TEXT PASSAGE:
Segment Open

Vagus nerve stimulation (VNS) was approved in 1997 by the US Food and Drug Administration (FDA) [1] as an invasive neuromodulator approach for the treatment of epilepsy in anti-epileptic drug (AED) resistant subjects. As the vagus nerve (VN) innervates many organs, it is candidate for many new potentially therapeutically relevant applications of selective neurostimulation.

The VN (like many other large nerves in the human body) is composed by multiple functional units assembling many myelinated A- and B- axons of different diameters combined with small unmyelinated C-fibers. Hereafter, VNS approaches for therapeutically relevant applications require approaches providing high fiber selectivity. Electrode arrays with optimized stimulation waveforms can be used to provide, in theory, such selectivity. Computational models that feature simplified or realistic VN models embedded in realistic human anatomical models along realistic trajectories, together with electrophysiological models of axonal fibers capturing the electric-neuronal interaction, are fundamental for the computationally assisted formulation of new VNS protocols, the design of electrode arrays, the optimization of stimulation waveforms, and the prediction of setup-specific axonal fiber recruitment.

Functionalized VN models, featuring head models, nerve trajectories with an arbitrary numbers of electrophysiological axonal models, can now be created in Sim4Life with the recently added T-NEURO feature in combination with electromagnetic (EM) simulations in the low-frequency range.

 

Cross-sectional 2D VN models that feature, e.g., epineurium, perineurium, and fascicles, can be created from medical images or scratched in Sim4Life (see Figure top) with the graphical user interface (GUI).  3D models of the VN can be created, for example, by extruding realistic 2D nerve cross sections along user-defined trajectories (see Figure middle), or along anatomical nerve trajectories within computational human models (see Figure bottom) Electrode geometries can be imported in Sim4life as CAD files or created as parameterized model objects even using available templates entities (helical, spiral, etc.).

Sim4Life’s electro-quasi-static current dominated (EQSCD) solver can be used to set up low frequency EM simulations for either homogeneous or anisotropic dielectric tissue parameters. Electrode voltages may be assigned as Dirichlet boundary conditions.

Segment Closed

STUDY MATERIAL:
Segment Open

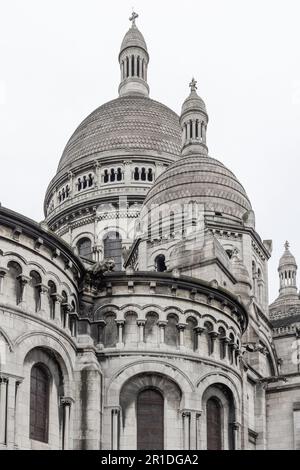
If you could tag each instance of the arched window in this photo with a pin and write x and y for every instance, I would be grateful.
(39, 403)
(160, 220)
(119, 174)
(127, 67)
(52, 291)
(160, 263)
(91, 180)
(222, 345)
(12, 282)
(111, 331)
(35, 285)
(189, 333)
(172, 224)
(150, 420)
(84, 247)
(213, 424)
(208, 330)
(171, 332)
(113, 248)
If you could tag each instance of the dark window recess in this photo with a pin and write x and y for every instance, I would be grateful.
(113, 249)
(160, 263)
(213, 424)
(39, 404)
(150, 420)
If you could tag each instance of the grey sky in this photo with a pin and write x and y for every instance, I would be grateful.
(59, 62)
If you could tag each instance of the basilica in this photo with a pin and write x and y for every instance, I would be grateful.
(136, 314)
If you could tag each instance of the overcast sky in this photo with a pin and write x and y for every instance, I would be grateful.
(58, 62)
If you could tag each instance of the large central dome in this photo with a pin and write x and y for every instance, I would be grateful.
(131, 123)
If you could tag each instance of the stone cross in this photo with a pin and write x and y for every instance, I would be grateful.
(133, 17)
(193, 85)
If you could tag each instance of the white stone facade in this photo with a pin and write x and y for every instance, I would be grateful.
(184, 316)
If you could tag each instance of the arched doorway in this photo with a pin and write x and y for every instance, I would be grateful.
(214, 424)
(150, 420)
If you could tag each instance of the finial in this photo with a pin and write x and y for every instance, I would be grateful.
(133, 17)
(193, 85)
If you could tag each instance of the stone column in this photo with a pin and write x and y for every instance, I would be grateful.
(23, 280)
(213, 335)
(44, 291)
(120, 325)
(3, 409)
(198, 331)
(186, 419)
(3, 272)
(66, 403)
(101, 326)
(181, 327)
(57, 303)
(235, 428)
(115, 427)
(67, 308)
(16, 428)
(141, 325)
(162, 325)
(127, 171)
(198, 427)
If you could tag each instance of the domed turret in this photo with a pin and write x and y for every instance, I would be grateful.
(193, 121)
(133, 59)
(287, 270)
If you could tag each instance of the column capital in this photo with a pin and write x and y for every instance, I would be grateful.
(67, 307)
(56, 297)
(3, 271)
(66, 401)
(199, 330)
(3, 379)
(43, 288)
(213, 334)
(23, 279)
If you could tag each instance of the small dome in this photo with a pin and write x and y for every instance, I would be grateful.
(193, 103)
(133, 123)
(204, 180)
(287, 258)
(133, 38)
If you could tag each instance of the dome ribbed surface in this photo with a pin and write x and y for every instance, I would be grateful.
(127, 123)
(287, 258)
(133, 38)
(204, 180)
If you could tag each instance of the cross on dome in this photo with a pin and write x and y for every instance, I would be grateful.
(133, 17)
(193, 85)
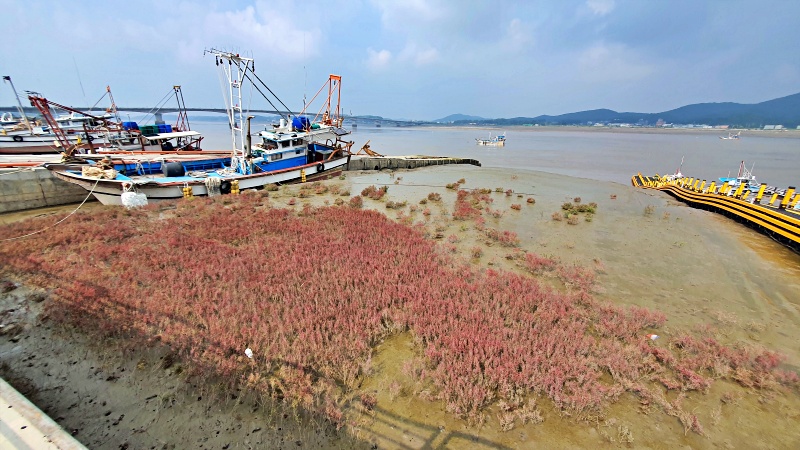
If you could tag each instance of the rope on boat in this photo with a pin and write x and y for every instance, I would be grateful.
(65, 218)
(17, 171)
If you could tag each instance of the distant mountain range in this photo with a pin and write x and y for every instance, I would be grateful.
(780, 111)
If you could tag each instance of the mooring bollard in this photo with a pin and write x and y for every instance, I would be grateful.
(786, 197)
(772, 200)
(738, 192)
(761, 192)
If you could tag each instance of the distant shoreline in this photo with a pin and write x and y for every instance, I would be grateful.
(786, 133)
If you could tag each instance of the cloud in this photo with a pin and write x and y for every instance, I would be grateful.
(518, 36)
(418, 57)
(600, 7)
(378, 60)
(611, 63)
(397, 15)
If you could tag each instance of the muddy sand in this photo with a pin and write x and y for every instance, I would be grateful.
(647, 249)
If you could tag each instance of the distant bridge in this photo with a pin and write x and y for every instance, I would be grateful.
(360, 120)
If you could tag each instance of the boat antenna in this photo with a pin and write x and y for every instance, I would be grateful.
(7, 78)
(79, 78)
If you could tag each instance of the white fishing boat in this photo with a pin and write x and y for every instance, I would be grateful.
(745, 177)
(296, 149)
(494, 141)
(731, 136)
(27, 136)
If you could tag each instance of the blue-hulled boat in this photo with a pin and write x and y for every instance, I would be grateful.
(296, 149)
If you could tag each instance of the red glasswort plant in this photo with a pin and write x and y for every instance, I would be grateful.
(312, 294)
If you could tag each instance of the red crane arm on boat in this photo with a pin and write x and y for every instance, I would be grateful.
(41, 104)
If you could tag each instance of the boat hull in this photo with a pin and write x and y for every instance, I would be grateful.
(27, 144)
(109, 192)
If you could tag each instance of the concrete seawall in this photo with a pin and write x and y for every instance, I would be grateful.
(29, 188)
(404, 162)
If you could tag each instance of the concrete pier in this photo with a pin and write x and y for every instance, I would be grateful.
(24, 426)
(404, 162)
(34, 187)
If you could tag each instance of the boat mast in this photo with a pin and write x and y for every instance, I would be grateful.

Segment Closed

WORK TO COMPLETE:
1. In the vagus nerve stimulation text, name every task that the computational models are said to be fundamental for.
2. Answer these from the vagus nerve stimulation text:
(a) In what year did the FDA approve VNS?
(b) Which feature was recently added to Sim4Life for creating functionalized VN models?
(c) How may electrode voltages be assigned?
3. Extend the vagus nerve stimulation text, starting after its final sentence.
The records above are separate material and are not part of the vagus nerve stimulation text.

RESULTS IN ORDER:
1.
- the computationally assisted formulation of new VNS protocols
- the design of electrode arrays
- the optimization of stimulation waveforms
- the prediction of setup-specific axonal fiber recruitment

2.
(a) 1997
(b) T-NEURO
(c) As Dirichlet boundary conditions

3.
Sim4Life’s post-processing tools permit the analysis and visualization of exposure-related quantities such as E-field distribution, input currents at electrodes as well as neurostimulation-related quantities as Eigenvalues and Eigenvectors of the E-field Jacobian to identify regions of neurostimulation on the basis of the ‘activation function concept’ [6].

 

Sim4Life provides multiple options for data visualization (slice and surface view, vector field view and streamline, etc.) including the calculation of E-field related integrals (i.e., flux integrator), the visualization or animation of transmembrane voltages or current profiles. These features can be also used for the visualization of customized post-pro quantities derived from python script (e.g., compound action potentials).

The activation function, predictor of the site of neurostimulation, can be visualized along the axonal geometries (see Figure top). The titration sensor provides threshold E-fields for spike initiation, time and location of spike initiation and permits to derive fiber recruitment curves (Figure bottom).

All post-processing results can be exported for further analysis in MATLAB  or Excel. Python scripts and the Sweeper tool can be used to customize optimization procedures aimed, for example, at identifying steering parameters for selective stimulation (e.g. recruitment of either A-, B-, or C- fibers) or to optimize electrodes geometry.